> _WORK ITEM_
Use the entries below and reproduce exactly the lines from the one containing "like [[839, 237]]." down to the one containing "Category: tree line", both of them included.

> _SOURCE RECORDS_
----------------------------------------

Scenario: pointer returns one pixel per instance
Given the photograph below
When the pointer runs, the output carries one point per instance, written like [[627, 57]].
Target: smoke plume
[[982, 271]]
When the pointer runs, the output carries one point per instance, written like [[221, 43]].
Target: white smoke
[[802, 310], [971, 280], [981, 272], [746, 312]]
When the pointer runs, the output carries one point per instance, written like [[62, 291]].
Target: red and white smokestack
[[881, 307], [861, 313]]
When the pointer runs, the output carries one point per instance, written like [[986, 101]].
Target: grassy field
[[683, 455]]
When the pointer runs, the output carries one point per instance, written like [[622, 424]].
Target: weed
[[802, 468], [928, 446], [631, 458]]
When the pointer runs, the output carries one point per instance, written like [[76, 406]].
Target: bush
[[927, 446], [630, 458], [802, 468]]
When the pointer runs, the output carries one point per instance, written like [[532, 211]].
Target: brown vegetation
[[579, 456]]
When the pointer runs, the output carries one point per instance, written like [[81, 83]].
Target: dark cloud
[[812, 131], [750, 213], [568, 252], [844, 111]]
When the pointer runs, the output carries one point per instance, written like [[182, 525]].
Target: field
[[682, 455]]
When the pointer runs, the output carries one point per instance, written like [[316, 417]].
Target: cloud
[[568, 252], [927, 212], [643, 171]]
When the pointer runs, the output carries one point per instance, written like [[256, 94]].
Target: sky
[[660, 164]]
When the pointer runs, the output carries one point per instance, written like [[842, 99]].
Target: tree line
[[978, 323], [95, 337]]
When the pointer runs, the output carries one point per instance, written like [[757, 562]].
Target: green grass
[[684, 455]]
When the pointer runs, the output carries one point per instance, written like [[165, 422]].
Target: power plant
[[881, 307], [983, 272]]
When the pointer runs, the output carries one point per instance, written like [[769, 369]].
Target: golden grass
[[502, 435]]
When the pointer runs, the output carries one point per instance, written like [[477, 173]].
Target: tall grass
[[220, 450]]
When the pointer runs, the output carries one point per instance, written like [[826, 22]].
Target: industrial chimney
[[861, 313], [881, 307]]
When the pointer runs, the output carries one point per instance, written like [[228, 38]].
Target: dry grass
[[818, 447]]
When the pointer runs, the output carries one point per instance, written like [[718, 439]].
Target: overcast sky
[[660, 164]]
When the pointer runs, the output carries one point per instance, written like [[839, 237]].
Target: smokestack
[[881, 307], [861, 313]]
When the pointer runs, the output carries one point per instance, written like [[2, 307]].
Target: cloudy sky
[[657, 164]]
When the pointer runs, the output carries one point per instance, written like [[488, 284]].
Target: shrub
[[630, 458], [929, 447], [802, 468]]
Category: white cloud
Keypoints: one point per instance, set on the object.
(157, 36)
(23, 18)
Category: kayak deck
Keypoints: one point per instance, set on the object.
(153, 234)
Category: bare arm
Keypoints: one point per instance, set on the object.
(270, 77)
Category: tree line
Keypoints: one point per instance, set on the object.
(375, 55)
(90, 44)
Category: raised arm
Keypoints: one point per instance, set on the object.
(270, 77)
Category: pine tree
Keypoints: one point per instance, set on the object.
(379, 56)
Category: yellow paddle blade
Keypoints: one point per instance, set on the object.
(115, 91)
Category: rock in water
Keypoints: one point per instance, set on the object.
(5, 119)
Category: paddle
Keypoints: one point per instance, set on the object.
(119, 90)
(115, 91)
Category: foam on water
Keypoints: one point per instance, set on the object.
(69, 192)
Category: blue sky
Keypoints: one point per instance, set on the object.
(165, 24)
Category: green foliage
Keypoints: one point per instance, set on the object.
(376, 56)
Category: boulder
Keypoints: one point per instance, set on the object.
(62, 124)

----------------------------------------

> _WRITTEN ANSWER_
When the pointer runs, the output carries one point per instance, written like [[839, 237]].
Target: smokestack
[[881, 307], [861, 313]]
When the pointer runs, the output carries one point per instance, written like [[2, 307]].
Target: cloudy sky
[[657, 164]]
When the pointer runs, the output carries one point per instance, written like [[488, 284]].
Target: shrub
[[630, 458], [929, 447], [802, 468]]
Category: white cloud
Keypoints: one point per instance, set on the object.
(157, 36)
(23, 18)
Category: kayak deck
Keypoints: one point per instance, set on the object.
(153, 234)
Category: bare arm
Keypoints: one point per instance, set on the object.
(270, 77)
Category: tree line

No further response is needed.